From the first line of the records through the line containing "Target: utility pole", retype every line exactly and nothing else.

● Exercise materials
---+---

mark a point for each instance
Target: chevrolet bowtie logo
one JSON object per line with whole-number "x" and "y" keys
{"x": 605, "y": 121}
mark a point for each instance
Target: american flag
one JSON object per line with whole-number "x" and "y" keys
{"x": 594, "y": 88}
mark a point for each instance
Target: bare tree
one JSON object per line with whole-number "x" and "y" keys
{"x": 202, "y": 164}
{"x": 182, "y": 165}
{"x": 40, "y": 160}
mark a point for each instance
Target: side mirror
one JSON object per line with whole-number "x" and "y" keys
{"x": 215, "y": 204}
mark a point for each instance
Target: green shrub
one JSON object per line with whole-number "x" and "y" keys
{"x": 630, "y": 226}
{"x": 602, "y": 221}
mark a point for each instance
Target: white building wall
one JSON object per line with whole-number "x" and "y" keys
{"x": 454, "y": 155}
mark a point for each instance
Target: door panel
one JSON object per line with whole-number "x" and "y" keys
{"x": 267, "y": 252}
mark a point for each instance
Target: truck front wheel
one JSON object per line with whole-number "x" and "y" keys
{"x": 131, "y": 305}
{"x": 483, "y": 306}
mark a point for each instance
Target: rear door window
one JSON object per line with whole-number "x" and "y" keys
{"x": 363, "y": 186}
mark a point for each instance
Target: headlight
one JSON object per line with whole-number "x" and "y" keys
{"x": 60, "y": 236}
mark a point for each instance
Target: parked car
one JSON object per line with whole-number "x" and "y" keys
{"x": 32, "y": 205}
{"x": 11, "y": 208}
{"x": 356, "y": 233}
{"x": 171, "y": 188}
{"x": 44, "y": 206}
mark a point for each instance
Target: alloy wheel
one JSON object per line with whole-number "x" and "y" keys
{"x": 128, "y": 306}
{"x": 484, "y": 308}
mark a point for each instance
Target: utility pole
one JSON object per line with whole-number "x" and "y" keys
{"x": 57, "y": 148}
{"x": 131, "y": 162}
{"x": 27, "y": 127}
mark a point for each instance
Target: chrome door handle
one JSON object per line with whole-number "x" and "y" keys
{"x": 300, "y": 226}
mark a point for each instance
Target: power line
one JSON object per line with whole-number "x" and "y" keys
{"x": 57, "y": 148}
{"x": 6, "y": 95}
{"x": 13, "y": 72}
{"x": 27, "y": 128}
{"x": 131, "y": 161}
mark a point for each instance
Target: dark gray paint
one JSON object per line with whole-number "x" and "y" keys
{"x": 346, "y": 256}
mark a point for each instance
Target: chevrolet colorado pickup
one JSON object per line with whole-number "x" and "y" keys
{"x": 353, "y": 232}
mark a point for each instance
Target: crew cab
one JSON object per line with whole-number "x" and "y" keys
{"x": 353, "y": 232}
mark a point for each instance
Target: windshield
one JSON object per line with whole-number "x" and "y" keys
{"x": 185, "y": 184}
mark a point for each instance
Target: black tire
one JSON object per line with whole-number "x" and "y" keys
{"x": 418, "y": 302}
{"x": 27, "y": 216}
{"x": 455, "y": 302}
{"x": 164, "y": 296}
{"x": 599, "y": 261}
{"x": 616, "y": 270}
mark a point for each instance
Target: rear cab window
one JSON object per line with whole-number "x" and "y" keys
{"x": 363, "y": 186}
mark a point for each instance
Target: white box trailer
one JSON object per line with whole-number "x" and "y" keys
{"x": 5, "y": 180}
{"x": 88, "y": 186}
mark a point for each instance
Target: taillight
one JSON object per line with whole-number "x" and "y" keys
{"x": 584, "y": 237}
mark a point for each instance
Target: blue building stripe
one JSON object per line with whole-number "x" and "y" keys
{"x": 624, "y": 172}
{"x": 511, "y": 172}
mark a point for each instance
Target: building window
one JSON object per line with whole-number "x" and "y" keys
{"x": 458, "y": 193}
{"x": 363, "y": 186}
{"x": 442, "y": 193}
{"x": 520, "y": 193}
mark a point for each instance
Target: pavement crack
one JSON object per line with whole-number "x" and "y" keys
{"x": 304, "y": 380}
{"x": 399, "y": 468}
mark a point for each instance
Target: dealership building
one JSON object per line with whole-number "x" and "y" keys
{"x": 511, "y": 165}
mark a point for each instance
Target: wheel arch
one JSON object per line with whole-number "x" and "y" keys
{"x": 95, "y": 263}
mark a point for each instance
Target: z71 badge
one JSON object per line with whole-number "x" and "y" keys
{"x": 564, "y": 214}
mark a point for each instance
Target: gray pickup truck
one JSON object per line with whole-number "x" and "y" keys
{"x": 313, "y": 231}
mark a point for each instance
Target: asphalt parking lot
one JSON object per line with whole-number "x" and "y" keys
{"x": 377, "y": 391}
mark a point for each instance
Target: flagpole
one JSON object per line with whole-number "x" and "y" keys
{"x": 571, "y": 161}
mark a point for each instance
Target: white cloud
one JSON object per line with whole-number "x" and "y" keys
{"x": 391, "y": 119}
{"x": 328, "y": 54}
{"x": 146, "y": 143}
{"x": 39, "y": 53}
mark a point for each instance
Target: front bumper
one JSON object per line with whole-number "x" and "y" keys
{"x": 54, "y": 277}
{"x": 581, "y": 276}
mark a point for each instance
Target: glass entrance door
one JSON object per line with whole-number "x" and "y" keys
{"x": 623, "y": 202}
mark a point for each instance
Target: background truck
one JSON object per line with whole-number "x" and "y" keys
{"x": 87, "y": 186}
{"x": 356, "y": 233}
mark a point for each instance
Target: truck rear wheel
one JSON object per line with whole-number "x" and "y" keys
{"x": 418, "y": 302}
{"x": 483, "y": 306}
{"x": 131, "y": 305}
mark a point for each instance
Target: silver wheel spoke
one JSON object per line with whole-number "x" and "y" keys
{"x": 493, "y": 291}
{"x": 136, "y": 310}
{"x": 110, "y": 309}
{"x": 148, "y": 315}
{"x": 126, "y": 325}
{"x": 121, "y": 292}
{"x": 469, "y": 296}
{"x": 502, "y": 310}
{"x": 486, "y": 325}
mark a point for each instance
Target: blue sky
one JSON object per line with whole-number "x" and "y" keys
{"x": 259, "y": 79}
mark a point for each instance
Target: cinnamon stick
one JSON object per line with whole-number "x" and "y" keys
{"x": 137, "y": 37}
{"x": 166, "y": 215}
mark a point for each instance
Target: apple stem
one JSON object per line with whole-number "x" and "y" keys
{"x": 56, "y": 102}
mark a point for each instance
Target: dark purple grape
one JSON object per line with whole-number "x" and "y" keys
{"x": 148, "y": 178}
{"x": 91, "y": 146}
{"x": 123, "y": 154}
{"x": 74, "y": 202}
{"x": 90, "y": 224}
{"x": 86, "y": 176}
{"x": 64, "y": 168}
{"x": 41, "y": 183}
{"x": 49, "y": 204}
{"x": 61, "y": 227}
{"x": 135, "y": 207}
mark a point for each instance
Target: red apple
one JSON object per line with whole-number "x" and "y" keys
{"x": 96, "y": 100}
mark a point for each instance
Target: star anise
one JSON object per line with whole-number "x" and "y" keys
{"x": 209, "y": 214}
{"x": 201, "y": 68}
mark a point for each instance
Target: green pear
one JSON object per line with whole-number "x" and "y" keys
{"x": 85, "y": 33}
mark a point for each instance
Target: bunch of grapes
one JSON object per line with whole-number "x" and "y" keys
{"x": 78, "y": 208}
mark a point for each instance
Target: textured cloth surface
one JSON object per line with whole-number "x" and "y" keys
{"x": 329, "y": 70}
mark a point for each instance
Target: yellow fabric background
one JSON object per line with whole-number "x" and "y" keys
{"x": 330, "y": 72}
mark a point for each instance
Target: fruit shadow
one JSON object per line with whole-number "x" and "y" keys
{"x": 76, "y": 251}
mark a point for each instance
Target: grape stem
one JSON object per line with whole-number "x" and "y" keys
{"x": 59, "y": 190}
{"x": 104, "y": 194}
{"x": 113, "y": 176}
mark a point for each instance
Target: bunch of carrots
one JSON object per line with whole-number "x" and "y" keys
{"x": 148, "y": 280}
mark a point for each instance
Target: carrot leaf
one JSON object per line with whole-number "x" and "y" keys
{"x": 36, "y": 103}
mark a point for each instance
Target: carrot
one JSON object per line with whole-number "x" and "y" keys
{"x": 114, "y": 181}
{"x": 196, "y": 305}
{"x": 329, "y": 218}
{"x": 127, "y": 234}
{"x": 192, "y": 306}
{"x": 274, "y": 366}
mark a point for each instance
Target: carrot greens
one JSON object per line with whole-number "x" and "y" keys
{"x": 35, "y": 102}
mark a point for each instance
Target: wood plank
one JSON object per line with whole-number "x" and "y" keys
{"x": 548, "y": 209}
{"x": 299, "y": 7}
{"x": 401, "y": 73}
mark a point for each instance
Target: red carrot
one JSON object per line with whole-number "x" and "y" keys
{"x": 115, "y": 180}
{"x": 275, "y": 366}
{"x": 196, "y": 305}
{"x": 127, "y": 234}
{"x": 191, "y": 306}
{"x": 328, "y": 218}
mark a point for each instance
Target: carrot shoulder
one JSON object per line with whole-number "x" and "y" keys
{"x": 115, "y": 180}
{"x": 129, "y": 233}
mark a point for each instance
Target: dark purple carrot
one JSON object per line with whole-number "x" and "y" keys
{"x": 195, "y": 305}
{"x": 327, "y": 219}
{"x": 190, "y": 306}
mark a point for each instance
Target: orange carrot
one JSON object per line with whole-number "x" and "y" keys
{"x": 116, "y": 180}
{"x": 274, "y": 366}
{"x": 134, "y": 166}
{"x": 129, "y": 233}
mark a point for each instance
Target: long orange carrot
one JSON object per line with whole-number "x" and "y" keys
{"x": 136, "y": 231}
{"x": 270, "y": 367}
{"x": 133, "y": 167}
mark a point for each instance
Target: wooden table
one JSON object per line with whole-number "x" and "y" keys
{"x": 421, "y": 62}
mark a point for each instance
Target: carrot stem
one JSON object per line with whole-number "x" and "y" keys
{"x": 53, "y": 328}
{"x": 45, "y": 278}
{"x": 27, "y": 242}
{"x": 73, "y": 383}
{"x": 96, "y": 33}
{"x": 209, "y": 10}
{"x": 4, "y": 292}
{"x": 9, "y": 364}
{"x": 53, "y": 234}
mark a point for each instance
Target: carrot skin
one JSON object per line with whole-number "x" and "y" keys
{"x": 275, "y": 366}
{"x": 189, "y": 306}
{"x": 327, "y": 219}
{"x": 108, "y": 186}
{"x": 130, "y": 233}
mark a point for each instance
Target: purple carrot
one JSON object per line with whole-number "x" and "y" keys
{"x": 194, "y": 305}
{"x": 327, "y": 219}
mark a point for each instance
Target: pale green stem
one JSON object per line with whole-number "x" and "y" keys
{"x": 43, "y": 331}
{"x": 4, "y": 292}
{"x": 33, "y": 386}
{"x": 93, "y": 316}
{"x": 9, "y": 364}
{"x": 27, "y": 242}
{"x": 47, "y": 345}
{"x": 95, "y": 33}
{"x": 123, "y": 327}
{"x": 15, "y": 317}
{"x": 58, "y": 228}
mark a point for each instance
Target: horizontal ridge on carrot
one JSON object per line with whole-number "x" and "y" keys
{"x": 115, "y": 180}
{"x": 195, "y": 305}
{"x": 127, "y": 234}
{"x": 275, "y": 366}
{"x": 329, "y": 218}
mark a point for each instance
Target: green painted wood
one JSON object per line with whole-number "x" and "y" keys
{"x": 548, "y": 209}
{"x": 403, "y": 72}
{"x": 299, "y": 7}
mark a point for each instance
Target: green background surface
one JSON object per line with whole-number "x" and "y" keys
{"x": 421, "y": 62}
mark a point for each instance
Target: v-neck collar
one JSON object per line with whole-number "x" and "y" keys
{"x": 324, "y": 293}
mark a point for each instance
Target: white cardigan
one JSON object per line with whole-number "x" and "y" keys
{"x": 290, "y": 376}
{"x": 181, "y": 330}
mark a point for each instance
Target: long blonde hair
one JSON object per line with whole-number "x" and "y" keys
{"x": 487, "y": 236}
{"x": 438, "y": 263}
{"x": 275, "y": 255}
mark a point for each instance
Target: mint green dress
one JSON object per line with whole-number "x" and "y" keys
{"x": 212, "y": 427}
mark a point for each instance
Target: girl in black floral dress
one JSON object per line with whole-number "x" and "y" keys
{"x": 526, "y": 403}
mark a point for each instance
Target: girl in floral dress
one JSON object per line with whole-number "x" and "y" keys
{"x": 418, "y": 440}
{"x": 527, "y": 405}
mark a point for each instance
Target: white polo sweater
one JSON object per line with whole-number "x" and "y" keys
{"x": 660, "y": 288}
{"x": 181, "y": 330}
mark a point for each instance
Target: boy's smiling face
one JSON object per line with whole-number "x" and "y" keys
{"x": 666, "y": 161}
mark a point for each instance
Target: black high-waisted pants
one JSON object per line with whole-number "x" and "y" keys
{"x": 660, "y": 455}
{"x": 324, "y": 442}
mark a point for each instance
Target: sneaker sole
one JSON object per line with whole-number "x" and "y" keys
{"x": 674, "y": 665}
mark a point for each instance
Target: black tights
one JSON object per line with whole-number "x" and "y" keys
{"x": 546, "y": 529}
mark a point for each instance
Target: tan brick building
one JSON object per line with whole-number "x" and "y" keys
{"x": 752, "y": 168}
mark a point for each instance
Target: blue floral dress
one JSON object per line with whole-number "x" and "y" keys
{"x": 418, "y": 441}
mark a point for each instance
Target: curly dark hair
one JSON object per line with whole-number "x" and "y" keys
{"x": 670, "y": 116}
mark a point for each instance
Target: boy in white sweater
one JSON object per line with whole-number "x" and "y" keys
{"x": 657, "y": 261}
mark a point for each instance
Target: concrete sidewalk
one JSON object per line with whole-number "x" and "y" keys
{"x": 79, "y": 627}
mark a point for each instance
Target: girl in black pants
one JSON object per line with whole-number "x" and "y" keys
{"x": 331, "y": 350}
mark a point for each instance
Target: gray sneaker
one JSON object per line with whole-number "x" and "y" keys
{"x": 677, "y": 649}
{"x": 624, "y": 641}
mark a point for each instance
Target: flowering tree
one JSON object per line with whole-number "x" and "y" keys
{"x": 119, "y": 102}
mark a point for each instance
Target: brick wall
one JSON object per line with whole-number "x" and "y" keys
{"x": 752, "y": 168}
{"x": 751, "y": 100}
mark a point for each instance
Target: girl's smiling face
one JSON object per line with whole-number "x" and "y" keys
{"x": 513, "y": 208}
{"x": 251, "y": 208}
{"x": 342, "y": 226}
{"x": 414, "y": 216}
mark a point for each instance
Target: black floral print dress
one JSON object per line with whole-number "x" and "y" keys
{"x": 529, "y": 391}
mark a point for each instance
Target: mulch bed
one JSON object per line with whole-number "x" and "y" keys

---+---

● Task output
mark a point for each instance
Target: chevrolet bowtie logo
one JSON object per line with whole-number "x" and "y" keys
{"x": 605, "y": 121}
mark a point for each instance
Target: american flag
one JSON object per line with whole-number "x" and "y" keys
{"x": 594, "y": 88}
mark a point for each instance
Target: bare tree
one JSON object per line with whole-number "x" and "y" keys
{"x": 202, "y": 164}
{"x": 182, "y": 165}
{"x": 40, "y": 160}
mark a point for each instance
Target: side mirror
one JSON object per line with whole-number "x" and "y" keys
{"x": 215, "y": 204}
mark a point for each instance
Target: green shrub
one JSON object per line with whole-number "x" and "y" keys
{"x": 630, "y": 226}
{"x": 602, "y": 221}
mark a point for each instance
Target: white building wall
one JSON object per line with whole-number "x" and "y" keys
{"x": 454, "y": 155}
mark a point for each instance
Target: door panel
one JSON object per line with whole-number "x" and "y" keys
{"x": 267, "y": 252}
mark a point for each instance
Target: truck front wheel
one JSON object per line with whole-number "x" and "y" keys
{"x": 131, "y": 305}
{"x": 483, "y": 306}
mark a point for each instance
Target: rear door window
one JSON object per line with whole-number "x" and "y" keys
{"x": 363, "y": 186}
mark a point for each instance
Target: headlight
one JSON object per line with whole-number "x" and "y" keys
{"x": 60, "y": 236}
mark a point for each instance
Target: parked car
one JSON object per line with whole-number "x" and "y" keys
{"x": 32, "y": 205}
{"x": 11, "y": 208}
{"x": 356, "y": 233}
{"x": 171, "y": 188}
{"x": 44, "y": 206}
mark a point for each instance
Target: alloy wheel
one JSON object per line with whole-number "x" and "y" keys
{"x": 128, "y": 306}
{"x": 484, "y": 308}
mark a point for each instance
Target: utility pole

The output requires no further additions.